**SOURCE EXTRACT**
Skip site navigation (1)Skip section navigation (2)
Date:      Wed, 1 Jun 2005 21:26:50 -0400 (EDT)
From:      Andre Guibert de Bruet <andy@siliconlandmark.com>
To:        Don Lewis <truckman@FreeBSD.org>
Cc:        Alexander@Leidinger.net, phk@phk.freebsd.dk, current@FreeBSD.org
Subject:   Re: [RFC] [PATCH] VM & VFS changes
Message-ID:  <20050601211542.G41030@lexi.siliconlandmark.com>
In-Reply-To: <200506020107.j5217fV2002101@gw.catspoiler.org>
References:  <200506020107.j5217fV2002101@gw.catspoiler.org>

next in thread | previous in thread | raw e-mail | index | archive | help

On Wed, 1 Jun 2005, Don Lewis wrote:
> On  1 Jun, Andre Guibert de Bruet wrote:
>> On Wed, 1 Jun 2005, Alexander Leidinger wrote:
>>> Poul-Henning Kamp <phk@phk.freebsd.dk> wrote:
>>>
>>>> Maybe the simplest solution is also the best:  keep track of the
>>>> dependencies and do the cleanup leaf->root on the resulting tree.

**Dataset rows**
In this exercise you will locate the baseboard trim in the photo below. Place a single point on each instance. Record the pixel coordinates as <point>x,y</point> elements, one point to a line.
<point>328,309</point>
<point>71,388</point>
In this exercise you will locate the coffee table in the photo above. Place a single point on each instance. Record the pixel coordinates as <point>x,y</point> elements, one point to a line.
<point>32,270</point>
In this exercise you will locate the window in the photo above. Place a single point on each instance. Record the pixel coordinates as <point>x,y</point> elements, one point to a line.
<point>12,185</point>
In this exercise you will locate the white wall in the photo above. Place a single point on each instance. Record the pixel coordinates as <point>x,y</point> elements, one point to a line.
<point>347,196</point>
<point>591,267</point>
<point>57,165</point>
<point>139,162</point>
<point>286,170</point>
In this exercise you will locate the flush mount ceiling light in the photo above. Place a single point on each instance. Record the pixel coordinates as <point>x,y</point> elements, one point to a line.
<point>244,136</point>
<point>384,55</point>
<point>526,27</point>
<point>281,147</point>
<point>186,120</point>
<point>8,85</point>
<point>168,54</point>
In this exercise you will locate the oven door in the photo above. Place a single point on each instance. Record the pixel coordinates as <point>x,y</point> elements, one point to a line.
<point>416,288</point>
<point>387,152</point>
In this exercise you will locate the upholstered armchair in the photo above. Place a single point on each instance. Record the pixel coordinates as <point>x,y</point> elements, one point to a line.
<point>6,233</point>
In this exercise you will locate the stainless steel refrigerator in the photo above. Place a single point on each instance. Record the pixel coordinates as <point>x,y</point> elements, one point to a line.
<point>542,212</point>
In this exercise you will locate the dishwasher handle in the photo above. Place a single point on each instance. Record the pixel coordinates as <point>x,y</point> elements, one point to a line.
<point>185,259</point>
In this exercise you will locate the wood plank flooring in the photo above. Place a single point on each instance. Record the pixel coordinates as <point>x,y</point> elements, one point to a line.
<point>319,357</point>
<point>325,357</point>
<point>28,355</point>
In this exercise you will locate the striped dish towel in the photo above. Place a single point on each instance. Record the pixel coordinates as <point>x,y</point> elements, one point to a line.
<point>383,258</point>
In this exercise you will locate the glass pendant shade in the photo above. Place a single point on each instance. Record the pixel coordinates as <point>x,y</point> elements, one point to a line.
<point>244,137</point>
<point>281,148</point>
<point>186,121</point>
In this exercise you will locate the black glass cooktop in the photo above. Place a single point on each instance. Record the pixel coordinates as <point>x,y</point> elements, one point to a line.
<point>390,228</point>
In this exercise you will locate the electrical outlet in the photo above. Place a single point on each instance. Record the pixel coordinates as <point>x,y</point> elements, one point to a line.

**SET OF TASKS**
- a) Echo the stretch of the mailing list message from "next in thread" through "the resulting tree.", word for word.
- b) What subject line does the mailing list message carry?
- c) Rewrite the quoted paragraph in the mailing list message that begins "Maybe the simplest solution" as a short list of its proposed steps.
The entries are separate material and are not part of the mailing list message.

**THE REPLIES**
- a)
next in thread | previous in thread | raw e-mail | index | archive | help

On Wed, 1 Jun 2005, Don Lewis wrote:
> On  1 Jun, Andre Guibert de Bruet wrote:
>> On Wed, 1 Jun 2005, Alexander Leidinger wrote:
>>> Poul-Henning Kamp <phk@phk.freebsd.dk> wrote:
>>>
>>>> Maybe the simplest solution is also the best:  keep track of the
>>>> dependencies and do the cleanup leaf->root on the resulting tree.

- b) Re: [RFC] [PATCH] VM & VFS changes

- c)
- Keep track of the dependencies.
- Do the cleanup leaf->root on the resulting tree.